▶ [Problem statement]
Show every line in the entries below where the word "optional" appears.

───

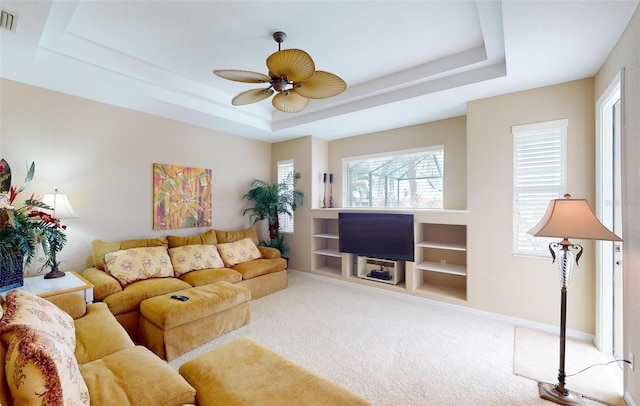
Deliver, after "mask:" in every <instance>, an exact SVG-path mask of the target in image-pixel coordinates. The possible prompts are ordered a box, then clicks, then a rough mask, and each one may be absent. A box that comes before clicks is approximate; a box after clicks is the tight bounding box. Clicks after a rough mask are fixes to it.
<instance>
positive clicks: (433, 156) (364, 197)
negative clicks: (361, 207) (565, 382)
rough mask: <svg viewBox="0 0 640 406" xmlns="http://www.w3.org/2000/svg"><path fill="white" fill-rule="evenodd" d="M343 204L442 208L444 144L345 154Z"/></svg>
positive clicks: (343, 177)
mask: <svg viewBox="0 0 640 406" xmlns="http://www.w3.org/2000/svg"><path fill="white" fill-rule="evenodd" d="M342 168H343V172H344V176H343V179H344V182H345V184H344V187H343V190H344V193H345V198H344V199H343V201H344V202H346V204H345V207H402V208H405V207H406V208H442V207H443V203H442V191H443V187H444V146H442V145H439V146H436V147H433V148H429V149H421V150H413V151H405V152H401V153H394V154H385V155H370V156H365V157H356V158H346V159H344V160H343V162H342Z"/></svg>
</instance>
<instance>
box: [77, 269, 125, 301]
mask: <svg viewBox="0 0 640 406" xmlns="http://www.w3.org/2000/svg"><path fill="white" fill-rule="evenodd" d="M82 277H83V278H85V279H87V280H88V281H89V282H91V283H92V284H93V300H95V301H101V300H103V299H104V298H105V297H107V296H109V295H112V294H114V293H117V292H120V291H122V285H120V282H118V280H117V279H115V278H114V277H113V276H111V275H109V274H108V273H106V272H105V271H103V270H100V269H98V268H87V269H85V270H84V271H82Z"/></svg>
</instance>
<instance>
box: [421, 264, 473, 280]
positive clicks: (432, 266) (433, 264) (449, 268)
mask: <svg viewBox="0 0 640 406" xmlns="http://www.w3.org/2000/svg"><path fill="white" fill-rule="evenodd" d="M415 268H416V269H421V270H423V271H431V272H440V273H448V274H451V275H461V276H466V275H467V267H466V266H465V265H456V264H443V263H441V262H433V261H423V262H420V263H419V264H418V265H416V266H415Z"/></svg>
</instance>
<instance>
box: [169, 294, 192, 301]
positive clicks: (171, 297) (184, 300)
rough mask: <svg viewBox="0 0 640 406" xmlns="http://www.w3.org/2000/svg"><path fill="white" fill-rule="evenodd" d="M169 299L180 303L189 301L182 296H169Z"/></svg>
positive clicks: (186, 297) (179, 295) (184, 296)
mask: <svg viewBox="0 0 640 406" xmlns="http://www.w3.org/2000/svg"><path fill="white" fill-rule="evenodd" d="M171 299H176V300H179V301H181V302H186V301H187V300H189V298H188V297H186V296H182V295H173V296H171Z"/></svg>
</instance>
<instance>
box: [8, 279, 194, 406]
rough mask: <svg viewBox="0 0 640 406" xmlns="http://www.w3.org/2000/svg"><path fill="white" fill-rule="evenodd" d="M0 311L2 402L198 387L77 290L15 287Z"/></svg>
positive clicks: (132, 396)
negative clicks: (194, 386)
mask: <svg viewBox="0 0 640 406" xmlns="http://www.w3.org/2000/svg"><path fill="white" fill-rule="evenodd" d="M0 301H1V298H0ZM54 304H55V305H54ZM0 311H1V312H2V313H3V315H2V319H0V337H1V339H2V340H1V341H2V345H1V346H0V359H2V360H4V364H3V366H4V367H3V368H0V404H2V405H5V406H11V405H16V406H17V405H36V404H37V405H50V404H51V405H53V404H55V405H62V404H64V405H68V406H76V405H89V404H91V405H106V406H109V405H118V406H127V405H131V406H139V405H164V406H174V405H175V406H180V405H186V404H193V403H195V396H196V391H195V389H194V388H193V387H192V386H191V385H189V384H188V383H187V381H185V380H184V379H183V378H182V377H181V376H180V374H178V373H177V372H176V371H175V370H174V369H173V368H171V367H170V366H169V365H168V364H167V363H166V362H164V361H163V360H161V359H160V358H159V357H157V356H156V355H155V354H153V353H152V352H151V351H149V350H148V349H146V348H145V347H142V346H136V345H134V343H133V341H132V340H131V338H130V337H129V336H128V335H127V333H126V331H125V330H124V329H123V328H122V326H121V325H120V324H119V323H118V322H117V321H116V319H115V317H114V316H113V314H111V312H110V311H109V309H108V307H107V305H106V304H104V303H93V304H86V303H85V301H84V298H83V297H82V296H80V295H77V294H67V295H63V296H56V297H52V298H49V299H48V300H45V299H42V298H40V297H37V296H34V295H33V294H31V293H29V292H25V291H21V290H13V291H10V292H8V293H7V297H6V303H5V304H4V305H3V307H2V309H1V310H0Z"/></svg>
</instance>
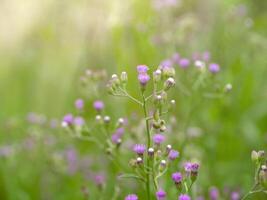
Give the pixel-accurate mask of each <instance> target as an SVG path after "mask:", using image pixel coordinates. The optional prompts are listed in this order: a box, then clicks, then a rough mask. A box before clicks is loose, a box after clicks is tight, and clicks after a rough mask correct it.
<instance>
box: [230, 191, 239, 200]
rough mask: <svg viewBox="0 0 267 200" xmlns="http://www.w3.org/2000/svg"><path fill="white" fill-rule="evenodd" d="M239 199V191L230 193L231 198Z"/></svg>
mask: <svg viewBox="0 0 267 200" xmlns="http://www.w3.org/2000/svg"><path fill="white" fill-rule="evenodd" d="M239 199H240V194H239V192H232V193H231V200H239Z"/></svg>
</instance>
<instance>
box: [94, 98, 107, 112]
mask: <svg viewBox="0 0 267 200" xmlns="http://www.w3.org/2000/svg"><path fill="white" fill-rule="evenodd" d="M104 106H105V105H104V103H103V101H99V100H98V101H95V102H94V108H95V109H96V110H97V111H101V110H103V109H104Z"/></svg>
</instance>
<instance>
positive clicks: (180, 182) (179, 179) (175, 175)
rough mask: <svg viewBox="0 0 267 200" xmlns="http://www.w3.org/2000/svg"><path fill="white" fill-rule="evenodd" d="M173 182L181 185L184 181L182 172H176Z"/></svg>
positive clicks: (172, 175) (172, 174)
mask: <svg viewBox="0 0 267 200" xmlns="http://www.w3.org/2000/svg"><path fill="white" fill-rule="evenodd" d="M172 180H173V181H174V182H175V183H181V182H182V180H183V176H182V174H181V173H180V172H175V173H173V174H172Z"/></svg>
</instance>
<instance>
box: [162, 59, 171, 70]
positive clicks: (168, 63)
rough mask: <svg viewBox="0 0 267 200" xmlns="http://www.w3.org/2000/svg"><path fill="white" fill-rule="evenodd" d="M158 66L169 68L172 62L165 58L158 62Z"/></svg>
mask: <svg viewBox="0 0 267 200" xmlns="http://www.w3.org/2000/svg"><path fill="white" fill-rule="evenodd" d="M160 66H161V67H162V68H163V69H164V68H171V67H172V66H173V63H172V61H171V60H169V59H167V60H163V61H162V62H161V63H160Z"/></svg>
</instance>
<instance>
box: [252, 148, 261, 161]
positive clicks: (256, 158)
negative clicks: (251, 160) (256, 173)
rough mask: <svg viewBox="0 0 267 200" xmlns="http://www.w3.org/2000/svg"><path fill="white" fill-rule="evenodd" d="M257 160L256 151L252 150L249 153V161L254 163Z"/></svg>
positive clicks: (258, 157)
mask: <svg viewBox="0 0 267 200" xmlns="http://www.w3.org/2000/svg"><path fill="white" fill-rule="evenodd" d="M258 159H259V156H258V153H257V151H255V150H253V151H252V152H251V160H252V161H253V162H256V161H258Z"/></svg>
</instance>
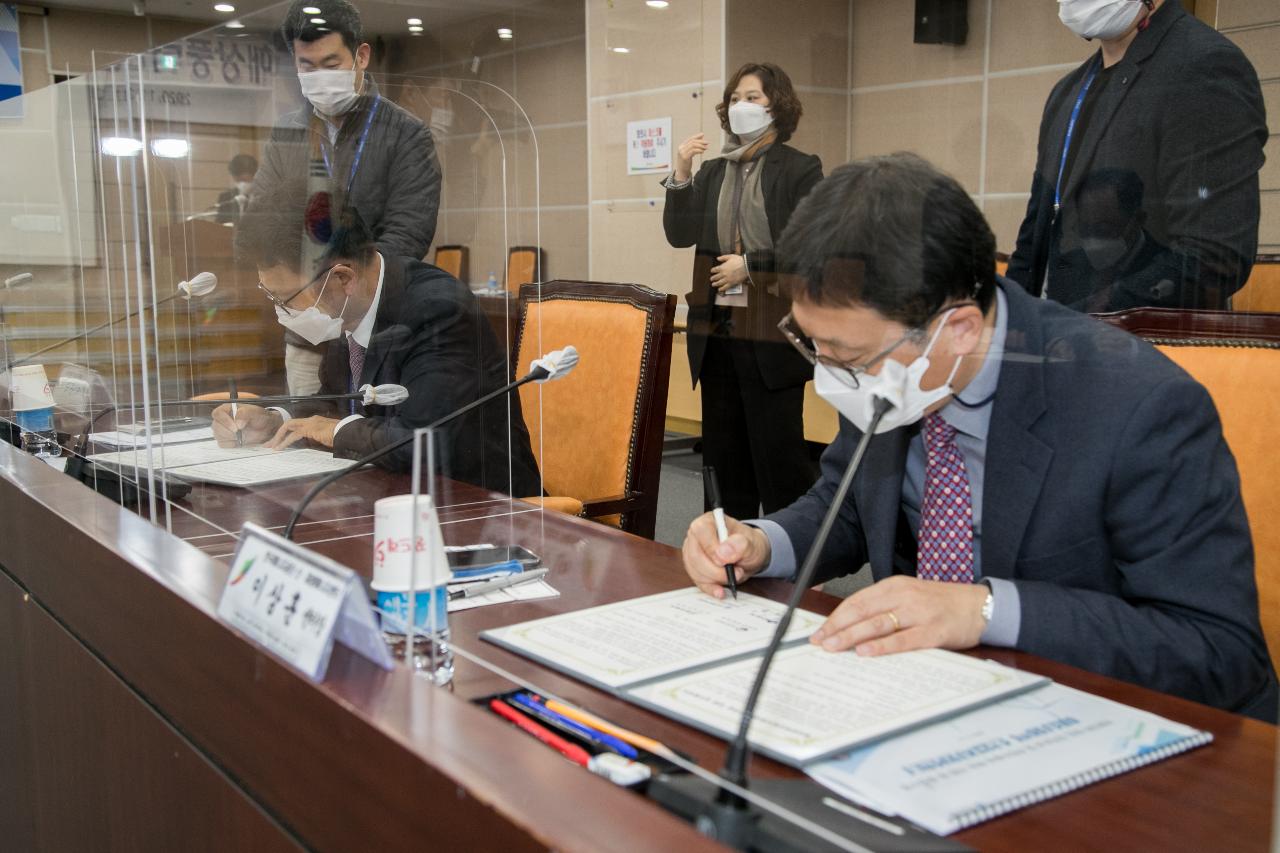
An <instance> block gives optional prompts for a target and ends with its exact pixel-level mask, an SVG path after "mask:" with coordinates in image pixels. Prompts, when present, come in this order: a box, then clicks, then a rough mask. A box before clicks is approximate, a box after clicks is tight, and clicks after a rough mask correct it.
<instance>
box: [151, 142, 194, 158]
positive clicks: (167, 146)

───

▶ [Answer area]
Give the pixel-accurate mask of each <instance> target as an SVG path after "mask:", using image pixel coordinates. The optional prompts are listed in this order: a box, then clicks, then a rough mask. A box before clicks is loose, a box after clicks is tight, and clicks after a rough mask correct it.
An <instance> block gives optional prompts for a target and ends with its exact pixel-level mask, an SVG path after "mask:" with coordinates in image pixels. Prompts, when present, come in this order: a box, then clicks, then a rough mask. A box before clicks is approximate, a box after clicks is tight, and clicks after a rough mask correct it.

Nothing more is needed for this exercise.